### Data in this exercise
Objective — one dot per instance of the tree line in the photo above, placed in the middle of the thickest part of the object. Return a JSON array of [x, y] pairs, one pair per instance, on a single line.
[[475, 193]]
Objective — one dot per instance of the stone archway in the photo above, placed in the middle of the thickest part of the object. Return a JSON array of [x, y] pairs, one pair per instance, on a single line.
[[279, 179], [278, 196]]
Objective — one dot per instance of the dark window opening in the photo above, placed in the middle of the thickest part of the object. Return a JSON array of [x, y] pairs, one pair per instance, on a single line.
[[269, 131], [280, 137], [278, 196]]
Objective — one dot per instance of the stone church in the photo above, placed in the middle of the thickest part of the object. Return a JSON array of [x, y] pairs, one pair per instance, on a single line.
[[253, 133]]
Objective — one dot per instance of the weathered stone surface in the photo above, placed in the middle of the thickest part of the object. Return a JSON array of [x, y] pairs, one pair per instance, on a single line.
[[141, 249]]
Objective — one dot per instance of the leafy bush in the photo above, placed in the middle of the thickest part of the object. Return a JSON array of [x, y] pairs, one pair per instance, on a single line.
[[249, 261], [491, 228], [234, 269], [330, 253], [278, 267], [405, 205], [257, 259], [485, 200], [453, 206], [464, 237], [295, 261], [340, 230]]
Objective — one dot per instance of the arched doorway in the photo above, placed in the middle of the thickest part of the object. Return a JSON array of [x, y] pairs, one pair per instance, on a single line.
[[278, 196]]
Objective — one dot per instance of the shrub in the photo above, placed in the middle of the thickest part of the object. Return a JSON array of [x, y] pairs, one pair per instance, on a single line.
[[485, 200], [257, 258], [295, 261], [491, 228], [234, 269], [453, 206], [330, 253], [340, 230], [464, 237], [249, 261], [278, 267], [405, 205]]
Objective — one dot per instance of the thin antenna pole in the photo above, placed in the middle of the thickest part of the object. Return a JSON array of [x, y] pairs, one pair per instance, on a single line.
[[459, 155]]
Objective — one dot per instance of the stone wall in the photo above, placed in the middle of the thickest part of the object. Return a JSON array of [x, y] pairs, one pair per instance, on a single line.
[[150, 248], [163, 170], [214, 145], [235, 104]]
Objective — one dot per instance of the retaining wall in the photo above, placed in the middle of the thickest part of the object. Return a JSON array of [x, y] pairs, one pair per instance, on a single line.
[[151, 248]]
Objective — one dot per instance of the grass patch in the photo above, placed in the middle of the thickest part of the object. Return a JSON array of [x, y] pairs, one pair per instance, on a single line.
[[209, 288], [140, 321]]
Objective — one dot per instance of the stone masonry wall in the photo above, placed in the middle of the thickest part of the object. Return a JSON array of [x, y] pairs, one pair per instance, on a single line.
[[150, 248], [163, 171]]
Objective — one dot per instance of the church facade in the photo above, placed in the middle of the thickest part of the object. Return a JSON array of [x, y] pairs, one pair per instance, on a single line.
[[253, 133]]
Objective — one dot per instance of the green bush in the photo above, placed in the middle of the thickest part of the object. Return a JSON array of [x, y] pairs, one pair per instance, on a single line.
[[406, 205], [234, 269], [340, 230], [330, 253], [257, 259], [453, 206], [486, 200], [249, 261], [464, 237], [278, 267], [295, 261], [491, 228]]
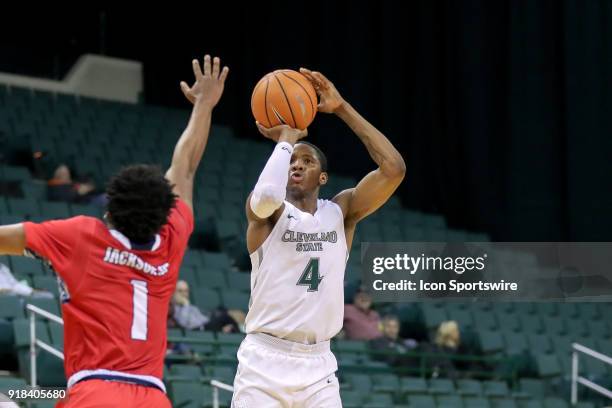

### Goal of the exercise
Please write out the listing above word for word, omitting the pictures.

### Solution to the problem
Objective — one dot per instance of the tree line in the photo above, placed in the middle of the thickest part of the object. Return a JSON array of [x, y] pairs, one pair per instance, on a single line.
[[475, 193]]
Objective — one dot per instance of the stone archway in the photo above, placed in the middle of the thickest part of the object. Return a JSON array of [x, y] pairs, one pair per instance, on a single line.
[[279, 179], [278, 196]]
Objective — one dot per instance of the dark window opening in the photo above, placed in the middle of the thickest part of the object. Return a JSON array of [x, y] pairs, one pair per instance, on a single line.
[[269, 131], [280, 137], [278, 196]]
Objective — one dot per instance of the stone church in the photo above, placed in the middle of the thickest part of the object. Return a JSON array of [x, y] pairs, one pair per instance, on a single line.
[[253, 133]]
Objective — one dot per instance of the weathered stone surface in the photo above, placed in the middle of the thickest part of the object. Return a JSON array of [x, y] pairs, one pair per instance, on a single line.
[[141, 249]]
Objective — one dot per instance of the leafy bush in the photo above, placed in the middle of the thickest part of the object. Return a JSON array of [x, y] pairs, one pair per instance, on a single line.
[[249, 261], [491, 228], [234, 269], [330, 253], [278, 267], [405, 205], [257, 259], [485, 200], [453, 206], [464, 237], [295, 261], [340, 230]]
Objective — one dot per instance of the arched doorway in the photo above, placed in the middle of the thickest part of the object. Return a JSON array of [x, y] pairs, one pair per instance, on a single line.
[[278, 196]]
Objective — one dot per instance of the shrub in the photo above, placed in the middle of the thickest part of the object. Return a JSON array of [x, y] pairs, one pair per instance, on a single line.
[[485, 200], [257, 258], [295, 261], [491, 228], [234, 269], [453, 206], [330, 253], [340, 230], [464, 237], [249, 261], [278, 267], [405, 205]]
Objective — one dot per instance of the thin antenna pole in the photo above, placed in the middle of the thickest part of the object. Return a JSON array of [x, y] pairs, one pair per instance, on a single line.
[[459, 155]]
Objective — one dot per instance of the stone wall in the photo above, placed in the middle of the thickest part of the object. Return a JSON array of [x, y] pairs, one pair per instance, on a single line.
[[150, 248], [163, 170], [214, 145], [235, 104]]
Objective — one dot per instance of the retaining wall in the photo above, placed in the middle of the thickest part of the object. Return a JSON array of [x, y] pairs, one pair per instance, on a single line.
[[151, 248]]
Objective — one dot per instance of the grass patch in the photo above, placed in the middle of the thickest part of the object. Return a JSON array of [x, y] pairs, one pair per instance, on a single line.
[[209, 288], [140, 321]]
Objective — one dot per instance of the stone masonry wall in the photo above, placed in the middle of the thickest part of the object. Return a JSON array of [x, y] pairs, one pair per instance, on a single line.
[[150, 248], [163, 171]]
Objective — one dot per instance of the church facade in the photo above, placed in the middle of the thickest part of the object. Return a JSON array of [x, y] pairs, one pair per instance, on a single line.
[[253, 133]]
Objective — one dot per instance of the green bush in the photo above, placed in the middle of the thickest part of the object. Return a JSON array of [x, y] pairs, one pair per instance, on a single line.
[[406, 205], [234, 269], [340, 230], [330, 253], [257, 259], [453, 206], [486, 200], [249, 261], [464, 237], [278, 267], [295, 261], [491, 228]]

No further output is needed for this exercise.